_Data to use_
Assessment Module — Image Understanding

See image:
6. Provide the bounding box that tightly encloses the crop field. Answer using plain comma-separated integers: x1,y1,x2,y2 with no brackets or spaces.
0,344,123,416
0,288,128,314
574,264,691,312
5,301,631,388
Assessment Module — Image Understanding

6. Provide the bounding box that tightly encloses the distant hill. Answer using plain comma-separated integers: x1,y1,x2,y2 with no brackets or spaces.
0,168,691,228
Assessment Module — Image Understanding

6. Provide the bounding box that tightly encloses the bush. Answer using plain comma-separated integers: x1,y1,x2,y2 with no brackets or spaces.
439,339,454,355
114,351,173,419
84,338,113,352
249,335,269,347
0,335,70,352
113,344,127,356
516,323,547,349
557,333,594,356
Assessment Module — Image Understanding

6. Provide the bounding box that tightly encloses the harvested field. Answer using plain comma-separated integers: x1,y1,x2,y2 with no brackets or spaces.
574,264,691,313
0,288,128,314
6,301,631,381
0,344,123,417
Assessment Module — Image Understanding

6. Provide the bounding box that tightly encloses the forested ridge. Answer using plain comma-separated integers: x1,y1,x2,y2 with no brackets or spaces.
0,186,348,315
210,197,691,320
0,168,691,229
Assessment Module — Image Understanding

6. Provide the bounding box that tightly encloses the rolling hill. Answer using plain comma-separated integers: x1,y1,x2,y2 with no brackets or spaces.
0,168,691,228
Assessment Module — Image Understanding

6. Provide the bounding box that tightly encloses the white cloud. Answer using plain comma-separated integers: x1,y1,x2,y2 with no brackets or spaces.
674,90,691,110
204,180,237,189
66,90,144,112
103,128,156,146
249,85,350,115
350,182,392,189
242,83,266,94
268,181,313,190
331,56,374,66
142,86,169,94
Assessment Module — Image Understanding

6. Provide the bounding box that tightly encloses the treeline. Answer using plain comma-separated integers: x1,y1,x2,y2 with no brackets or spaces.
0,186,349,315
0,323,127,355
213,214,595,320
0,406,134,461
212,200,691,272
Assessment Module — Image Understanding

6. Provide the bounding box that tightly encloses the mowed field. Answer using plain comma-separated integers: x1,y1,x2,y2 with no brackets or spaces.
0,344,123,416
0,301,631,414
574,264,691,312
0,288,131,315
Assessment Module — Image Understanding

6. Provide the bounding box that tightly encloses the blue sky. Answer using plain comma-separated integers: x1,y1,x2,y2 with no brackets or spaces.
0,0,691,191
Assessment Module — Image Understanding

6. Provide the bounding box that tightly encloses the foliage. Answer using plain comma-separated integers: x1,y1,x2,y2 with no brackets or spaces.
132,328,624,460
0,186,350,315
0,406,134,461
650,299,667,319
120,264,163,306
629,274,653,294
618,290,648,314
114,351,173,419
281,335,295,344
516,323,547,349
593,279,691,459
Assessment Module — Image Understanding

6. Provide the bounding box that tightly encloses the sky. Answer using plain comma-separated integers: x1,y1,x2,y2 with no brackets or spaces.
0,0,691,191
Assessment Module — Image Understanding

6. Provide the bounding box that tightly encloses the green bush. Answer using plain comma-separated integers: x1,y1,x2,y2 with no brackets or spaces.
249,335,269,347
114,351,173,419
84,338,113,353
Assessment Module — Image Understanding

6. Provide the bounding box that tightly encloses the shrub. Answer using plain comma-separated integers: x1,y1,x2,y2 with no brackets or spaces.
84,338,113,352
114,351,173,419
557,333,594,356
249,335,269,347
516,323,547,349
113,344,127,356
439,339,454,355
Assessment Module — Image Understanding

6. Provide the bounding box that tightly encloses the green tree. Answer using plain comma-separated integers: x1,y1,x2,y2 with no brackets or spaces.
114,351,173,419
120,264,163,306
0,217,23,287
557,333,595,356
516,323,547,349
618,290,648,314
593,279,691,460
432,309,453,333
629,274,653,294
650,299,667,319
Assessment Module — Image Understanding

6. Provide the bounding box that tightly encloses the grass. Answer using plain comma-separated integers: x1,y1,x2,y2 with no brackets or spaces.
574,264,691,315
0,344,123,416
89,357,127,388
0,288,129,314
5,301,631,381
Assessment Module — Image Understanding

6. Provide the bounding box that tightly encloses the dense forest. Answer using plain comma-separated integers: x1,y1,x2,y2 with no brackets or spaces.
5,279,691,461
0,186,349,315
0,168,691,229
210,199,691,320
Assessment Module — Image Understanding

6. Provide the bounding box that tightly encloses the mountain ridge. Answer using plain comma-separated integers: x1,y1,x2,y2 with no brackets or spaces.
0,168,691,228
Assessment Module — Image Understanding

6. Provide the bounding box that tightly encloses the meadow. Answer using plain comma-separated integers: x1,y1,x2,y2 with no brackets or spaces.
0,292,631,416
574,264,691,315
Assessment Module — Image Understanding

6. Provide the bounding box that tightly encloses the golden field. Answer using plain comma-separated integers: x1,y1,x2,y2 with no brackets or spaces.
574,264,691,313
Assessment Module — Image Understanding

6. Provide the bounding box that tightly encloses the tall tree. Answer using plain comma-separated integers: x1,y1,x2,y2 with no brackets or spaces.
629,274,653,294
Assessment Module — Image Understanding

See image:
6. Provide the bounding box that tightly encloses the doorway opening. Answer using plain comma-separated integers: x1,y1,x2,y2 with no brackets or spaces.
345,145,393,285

_Set exercise_
Output every record above as a two-column CSV with the header row item_text,answer. Give one row per record, with the record's text in item_text and its answer in answer, each field in double quotes and with line breaks replaced by spaces.

_Task result_
item_text,answer
"Assessment Module — Image Understanding See image: 6. Provide the bounding box that tightly encloses the crop field. Answer using plain comma-separated integers: x1,y1,x2,y2 with no brackets or spaces.","0,344,123,416 0,288,128,314 574,264,691,312 5,301,631,388"
"Assessment Module — Image Understanding 6. Provide the bounding box that tightly encloses the distant hill. Answer using plain comma-separated integers: x1,y1,x2,y2 with no brackets or spaces.","0,168,691,228"
"Assessment Module — Image Understanding 6. Provide the bounding box that tightly encloses the bush. Answer using plain comma-separated integers: x1,y1,x2,y2 with no brackets or spaces.","439,339,454,355 114,351,173,419 84,338,113,352 249,335,269,347 0,335,70,352 113,344,127,356 516,323,547,349 557,333,594,356"
"Assessment Module — Image Understanding 6. Provide the bounding box that tightly encloses the harvested field. Answer using plain comma-separated integers: x1,y1,x2,y2 with no brackets or spaces.","574,264,691,313 0,288,128,314 6,301,631,381 0,344,123,417"
"Assessment Module — Image Understanding 6. Provide the bounding box that tightly encloses the forested ridge. Answer using plain comma-separated integers: x1,y1,x2,y2 with no brackets or spaces.","0,186,348,315 210,197,691,320 0,168,691,229"
"Assessment Module — Image Understanding 6. Provide the bounding box that tightly encloses the rolling hill. Answer using plain comma-separated integers: x1,y1,x2,y2 with no brackets or spaces.","0,168,691,228"
"Assessment Module — Image Understanding 6. Provide the bounding box that tightly encloses the white cloud. Answer using plain comma-separated integers: x1,y1,x2,y2 with no brackets or spaces.","674,90,691,110 204,180,237,189 66,90,144,112 103,128,156,146 249,85,350,115 350,182,392,189 242,83,266,94 268,181,313,190 331,56,374,66 142,86,169,94"
"Assessment Module — Image Understanding 6. Provide the bounding box that tightly encloses the treeline. Answer using plain comma-separated integers: x1,y1,x2,y2 with no brackets or spaces.","0,186,349,315 0,323,127,355 213,214,595,320 0,406,134,461 212,200,691,272"
"Assessment Module — Image Understanding 6. Provide the bounding box that tightly encloses the mowed field. Answer using plain comma-separated integers: x1,y1,x2,y2 with no brackets or spaces.","0,344,123,416 0,301,631,414 574,264,691,312 0,288,131,315"
"Assessment Module — Image Understanding 6. Provide the bounding box that tightly encloses the blue sky. Answer using plain comma-separated integers: x1,y1,x2,y2 with no brackets or spaces.","0,0,691,191"
"Assessment Module — Image Understanding 6. Provide the bounding box that tightly encloses the foliage. Answer using plain comma-separated integers: x1,y1,x2,y2 with no brackets or spaces.","132,328,624,460 0,186,350,315 0,406,134,461 650,299,667,319 120,264,163,306 629,274,653,294 618,290,648,314 114,351,173,419 281,335,295,344 516,323,547,349 593,279,691,459"
"Assessment Module — Image Understanding 6. Provide the bounding box that tightly encloses the sky. Answer using plain comma-separated integers: x1,y1,x2,y2 with no brackets or spaces.","0,0,691,191"
"Assessment Module — Image Understanding 6. Provide the bounding box that tightly encloses the green bush. Answer using plain comma-separated integers: x1,y1,x2,y2 with no brackets or spaces.","249,335,269,347 114,351,173,419 84,338,113,353"
"Assessment Module — Image Understanding 6. Provide the bounding box that tightly encloses the shrub. Answer using plain comma-separated integers: x1,y1,x2,y2 with no brackets or spaces.","84,338,113,352 114,351,173,419 557,333,594,356 249,335,269,347 516,323,547,349 113,344,127,356 439,339,454,355"
"Assessment Module — Image Understanding 6. Provide the bounding box that tightly encloses the green tree. Answer using plain comma-separated integers: x1,y1,x2,y2 with no brackets or spaces.","114,351,173,419 120,264,163,306 0,217,23,287 557,333,595,356 516,323,547,349 618,290,648,314 593,279,691,460 432,309,453,333 629,274,653,294 650,299,667,319"
"Assessment Module — Image Understanding 6. Provide the bounding box that tightly encloses the grass. Answer using plain comma-separated integers: x1,y1,x2,y2 with no brackets or spaces.","574,264,691,315 0,344,123,416 89,357,127,388 0,288,129,314 5,301,631,381"
"Assessment Module — Image Understanding 6. Provide the bounding box that tightly encloses the dense forest. Answer using plain comma-separated integers: x1,y1,x2,y2 with no brackets or spaces.","5,279,691,461 0,186,349,315 0,168,691,229 210,199,691,320"
"Assessment Module — Image Understanding 6. Provide the bounding box that tightly encloses the mountain ridge. Answer using plain comma-separated integers: x1,y1,x2,y2 with no brackets or spaces.","0,168,691,228"
"Assessment Module — Image Understanding 6. Provide the bounding box that tightly encloses the meadow. Answer using plain comma-separated integers: x1,y1,x2,y2 with no brackets or spaces.","0,292,631,416 574,264,691,315"
"Assessment Module — Image Understanding 6. Provide the bounding box that tightly encloses the golden field. Answer using plain comma-separated integers: x1,y1,x2,y2 with no brackets or spaces.","574,264,691,313"
"Assessment Module — Image Understanding 6. Provide the bounding box that tightly encloses the tall tree. Answer using plain comma-separated integers: x1,y1,x2,y2 with no brackets or spaces.","629,274,653,294"
"Assessment Module — Image Understanding See image: 6. Provide the bounding box that tightly encloses the doorway opening. Answer using plain comma-separated integers: x1,y1,x2,y2 with no brackets or spaces.","345,145,393,285"